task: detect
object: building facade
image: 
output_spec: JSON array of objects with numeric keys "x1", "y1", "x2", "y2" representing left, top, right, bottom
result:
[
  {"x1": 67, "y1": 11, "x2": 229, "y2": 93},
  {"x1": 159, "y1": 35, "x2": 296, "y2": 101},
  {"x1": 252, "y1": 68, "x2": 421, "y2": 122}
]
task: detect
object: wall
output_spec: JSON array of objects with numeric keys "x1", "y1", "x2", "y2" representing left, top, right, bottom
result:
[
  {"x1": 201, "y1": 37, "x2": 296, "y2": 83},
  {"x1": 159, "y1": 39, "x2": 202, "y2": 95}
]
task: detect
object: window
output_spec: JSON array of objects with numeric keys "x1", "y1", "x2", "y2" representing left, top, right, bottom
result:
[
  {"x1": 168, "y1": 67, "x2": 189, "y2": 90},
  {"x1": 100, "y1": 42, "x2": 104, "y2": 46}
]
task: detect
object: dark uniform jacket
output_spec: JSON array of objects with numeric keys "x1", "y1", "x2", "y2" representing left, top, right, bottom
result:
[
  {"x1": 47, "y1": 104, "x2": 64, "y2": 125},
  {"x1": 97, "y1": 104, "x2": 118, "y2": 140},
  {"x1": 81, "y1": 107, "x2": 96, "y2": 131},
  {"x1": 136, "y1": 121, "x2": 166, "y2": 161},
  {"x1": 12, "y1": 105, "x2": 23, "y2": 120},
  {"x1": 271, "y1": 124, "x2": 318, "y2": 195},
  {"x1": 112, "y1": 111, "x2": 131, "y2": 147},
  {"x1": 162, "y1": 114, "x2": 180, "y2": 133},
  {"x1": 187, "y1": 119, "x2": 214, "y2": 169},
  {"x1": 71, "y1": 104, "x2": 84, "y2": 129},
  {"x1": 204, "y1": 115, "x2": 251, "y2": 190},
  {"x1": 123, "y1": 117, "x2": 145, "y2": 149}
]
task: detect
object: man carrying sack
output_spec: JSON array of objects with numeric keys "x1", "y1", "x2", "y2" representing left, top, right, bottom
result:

§

**TASK ITEM**
In the listing above, locate the line containing "object: building facade" and the line containing "object: wall". Transcribe those two lines and everything between them, exactly as written.

**SOLUTION**
object: building facade
image: 
output_spec: JSON array of objects with numeric keys "x1", "y1", "x2", "y2" representing left, top, right, bottom
result:
[
  {"x1": 67, "y1": 11, "x2": 229, "y2": 93},
  {"x1": 159, "y1": 35, "x2": 296, "y2": 101},
  {"x1": 252, "y1": 68, "x2": 421, "y2": 122}
]
task: detect
object: wall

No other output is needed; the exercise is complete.